— WHAT IS NEEDED —
Render this sentence from the text on the Manson case arrests into Spanish: "In addition, police found physical evidence linking Watson and Krenwinkel to the Tate scene."

— PROVIDED TEXT —
══════════════════════════════

It was after the second arrest that Atkins befriended two fellow prisoners in Sybil Brand Institute, a women’s jail in Los Angeles. She confessed details of the Tate-LaBianca murders to both women, who went to authorities with what they knew.
In addition, police found physical evidence linking Watson and Krenwinkel to the Tate scene.
On Dec. 1, 1969, warrants were issued for Watson, Krenwinkel and Kasabian. Manson and Atkins were already in custody in the auto theft case.
Kasabian surrendered herself in New Hampshire, where she had fled the group after the crimes. Watson was arrested in McKinney, Texas, and Krenwinkel was located in Mobile, Alabama.
Van Houten was also arrested in connection with the LaBianca murders.
The trial of Manson and the three women had a circus-like atmosphere. Manson showed up in court one morning with a bloody “X” carved into his forehead.

══════════════════════════════

— EXERCISE DATA —

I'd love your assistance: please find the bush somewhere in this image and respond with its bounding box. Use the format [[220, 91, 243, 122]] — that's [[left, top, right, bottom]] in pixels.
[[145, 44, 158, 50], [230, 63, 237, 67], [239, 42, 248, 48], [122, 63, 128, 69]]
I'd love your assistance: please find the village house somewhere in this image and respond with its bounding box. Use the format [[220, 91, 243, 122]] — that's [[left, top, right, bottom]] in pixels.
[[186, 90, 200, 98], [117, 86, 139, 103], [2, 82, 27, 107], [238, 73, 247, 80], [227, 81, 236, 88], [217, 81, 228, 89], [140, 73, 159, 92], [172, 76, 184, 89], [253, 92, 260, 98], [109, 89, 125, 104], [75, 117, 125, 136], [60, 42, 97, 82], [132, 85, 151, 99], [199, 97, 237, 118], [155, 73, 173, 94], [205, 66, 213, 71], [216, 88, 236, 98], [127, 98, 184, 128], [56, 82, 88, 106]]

══════════════════════════════

— RESPONSE —
Además, la policía encontró pruebas físicas que vinculaban a Watson y Krenwinkel con la escena del crimen de Tate.